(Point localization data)

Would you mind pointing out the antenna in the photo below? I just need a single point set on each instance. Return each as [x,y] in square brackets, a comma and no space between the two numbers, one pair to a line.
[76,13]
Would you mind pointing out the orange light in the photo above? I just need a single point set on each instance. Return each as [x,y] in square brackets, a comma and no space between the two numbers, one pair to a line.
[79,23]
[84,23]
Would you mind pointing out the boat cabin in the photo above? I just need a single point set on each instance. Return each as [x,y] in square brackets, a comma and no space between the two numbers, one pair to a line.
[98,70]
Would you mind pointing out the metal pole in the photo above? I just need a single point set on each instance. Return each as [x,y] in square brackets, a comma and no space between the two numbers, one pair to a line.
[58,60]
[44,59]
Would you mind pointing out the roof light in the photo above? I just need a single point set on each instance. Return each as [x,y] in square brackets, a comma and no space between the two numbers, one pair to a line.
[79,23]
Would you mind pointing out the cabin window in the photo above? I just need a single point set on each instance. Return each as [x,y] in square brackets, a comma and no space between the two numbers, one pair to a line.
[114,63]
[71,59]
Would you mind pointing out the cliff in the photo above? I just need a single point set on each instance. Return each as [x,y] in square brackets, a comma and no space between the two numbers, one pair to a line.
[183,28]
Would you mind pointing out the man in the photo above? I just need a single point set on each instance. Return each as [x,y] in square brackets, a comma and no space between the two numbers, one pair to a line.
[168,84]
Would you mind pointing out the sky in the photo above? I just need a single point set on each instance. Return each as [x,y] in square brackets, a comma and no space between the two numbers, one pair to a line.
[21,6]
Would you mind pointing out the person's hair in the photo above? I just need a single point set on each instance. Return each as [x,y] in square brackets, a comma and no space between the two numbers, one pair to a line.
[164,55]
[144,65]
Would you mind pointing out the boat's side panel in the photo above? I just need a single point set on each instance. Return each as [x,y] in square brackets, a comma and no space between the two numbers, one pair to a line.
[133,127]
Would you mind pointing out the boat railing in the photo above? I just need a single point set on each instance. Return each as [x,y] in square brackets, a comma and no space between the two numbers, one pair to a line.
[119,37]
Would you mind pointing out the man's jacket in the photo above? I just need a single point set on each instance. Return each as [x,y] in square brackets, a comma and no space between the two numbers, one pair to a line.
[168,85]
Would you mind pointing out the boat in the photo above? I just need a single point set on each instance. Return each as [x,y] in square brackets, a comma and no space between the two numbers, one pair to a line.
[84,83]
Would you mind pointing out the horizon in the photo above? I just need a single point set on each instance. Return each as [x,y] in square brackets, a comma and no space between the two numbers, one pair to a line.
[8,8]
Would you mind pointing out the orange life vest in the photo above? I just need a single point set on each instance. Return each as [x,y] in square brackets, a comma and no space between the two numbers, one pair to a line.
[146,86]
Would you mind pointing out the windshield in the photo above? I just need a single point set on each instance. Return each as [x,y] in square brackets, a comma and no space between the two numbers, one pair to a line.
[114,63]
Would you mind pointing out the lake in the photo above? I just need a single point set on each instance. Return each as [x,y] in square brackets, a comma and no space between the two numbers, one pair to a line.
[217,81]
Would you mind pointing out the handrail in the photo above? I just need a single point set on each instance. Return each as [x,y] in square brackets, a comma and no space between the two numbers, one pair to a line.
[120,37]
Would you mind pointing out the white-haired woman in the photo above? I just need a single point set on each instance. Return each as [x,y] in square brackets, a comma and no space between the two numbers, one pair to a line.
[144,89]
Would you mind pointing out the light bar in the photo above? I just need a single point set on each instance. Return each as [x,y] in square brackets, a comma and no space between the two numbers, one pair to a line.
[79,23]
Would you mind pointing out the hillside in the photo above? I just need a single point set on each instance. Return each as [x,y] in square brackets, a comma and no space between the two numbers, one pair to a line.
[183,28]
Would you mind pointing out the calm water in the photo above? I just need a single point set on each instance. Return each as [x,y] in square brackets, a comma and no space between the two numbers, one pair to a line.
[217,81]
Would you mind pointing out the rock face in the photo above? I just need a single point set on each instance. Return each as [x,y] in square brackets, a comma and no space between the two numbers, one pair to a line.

- Required action: Without any alteration, repeat each entry shown above.

- Problem solution:
Would you mind pointing out the antenna in the photo below? I just need a single point set on each instance. Return each as [x,y] in square brackets, a comma and no space between the two numbers, one pair to a line.
[76,13]
Would you mind pointing out the orange light in the photo above? I just need a single point set on each instance. Return each as [x,y] in square brackets, a comma and no space between the two numbers, one pair to a line.
[79,23]
[84,23]
Would you mind pointing out the boat cabin in the photo above? I just need a single point set on each instance. Return each as [x,y] in square brackets, a comma and no space between the two numbers, one pair to a line.
[98,70]
Would you mind pointing out the metal pole in the photo above? I just need a single point set on each instance. Return each as [x,y] in square brackets, a comma and no space between the two numbers, one pair to a line.
[58,60]
[44,59]
Would you mind pointing out the roof light in the photo above? I just need a single point set on each instance. Return each as [x,y] in square brackets, a comma and no space between the two numbers, one pair to a line.
[79,23]
Would you mind pointing out the cabin window in the photo above? I just need a single point set on each instance. Return each as [x,y] in square brackets, a comma and no space between the two numbers, one pair to a line.
[114,63]
[71,59]
Would you mind pointing out the cliff in the photo above? I just need a single point set on each instance. Return each as [x,y] in square brackets, a comma and no space between the two numbers, one pair to a line.
[183,28]
Would you mind pointing out the man in the photo above? I just need a single point set on each instance. Return each as [x,y] in square brackets, a comma and no space between the two numbers, one pair to a line.
[168,84]
Would you mind pointing out the sky in the photo above? I just need a single point set on each instance. Return each as [x,y] in square brackets, a comma and no space between the two numbers, one pair to a line.
[21,6]
Would you mind pointing out the person's hair in the photo above? I just need a single point set on each instance. Return each as [x,y] in square brackets, a comma and no space between the two numbers, one pair to a line.
[164,55]
[144,65]
Would you mind pointing out the boat's side panel in the photo above? I just need a single point set on each instance. Return each as [x,y] in square brackets, a comma and no space between the two numbers, one pair to a line.
[133,127]
Would you mind pointing out the boat railing in the photo above? I just need a single point set on each instance. Return each as [x,y] in square brackets, a comma and no space between the two numbers, one pair to a line.
[119,37]
Would you mind pointing out the man's jacket in the photo above? I just need a single point set on each instance. Return each as [x,y] in square brackets, a comma and no space between the two numbers, one pair to a line.
[168,85]
Would you mind pointing out the boat in the photo above? I just need a single point set on each instance. Return each as [x,y] in square brackets, a comma and no space between the two numbers, one pair to a line.
[84,83]
Would you mind pointing out the horizon in the photo above? I just need a single point set on each instance. Return each as [x,y] in square brackets, a comma and no space between the two numbers, one pair to a line.
[8,8]
Would you mind pointing out the orange life vest in the photo above? I just need a single point set on each instance. Return each as [x,y] in square brackets, a comma and no space between the two numbers, one pair to a line.
[146,86]
Would you mind pointing out the windshield in the photo above? I just need a single point set on each instance. Return each as [x,y] in square brackets, a comma and no space between the two numbers, one pair to a line.
[114,63]
Would you mind pointing out the lake in the photo above? I just need a single point set on each instance. Return each as [x,y] in square brackets, a comma and no space between the two numbers, one pair to a line.
[217,81]
Would you mind pointing out the handrail in the photo above? I just need a single point set on each instance. Return each as [x,y] in square brackets, a comma and no space between the two numbers, one pair to a line.
[120,37]
Would you mind pointing out the white-haired woman in the photo above? I just need a single point set on each instance. Return each as [x,y] in square brackets, a comma and no space between the two numbers, one pair to a line.
[144,89]
Would you mind pointing out the light bar in the photo above? I just need a single point set on each instance. Return each as [x,y] in square brackets, a comma and no space between the two numbers, one pair to a line.
[79,23]
Would you mind pointing out the hillside in the photo above? I just need a single point set on each instance. Return each as [x,y] in square brackets, a comma and no space between the two numbers, one pair to a line.
[183,28]
Would you mind pointing out the calm water in the photo above? I just need a single point set on each instance. Return each as [x,y] in square brackets, a comma and no space between the two numbers, one pair to a line.
[217,81]
Would you mind pointing out the rock face in the photo above? I just need a single point set on each instance. Return each as [x,y] in square brackets, a comma and no space between the two numbers, one pair to a line.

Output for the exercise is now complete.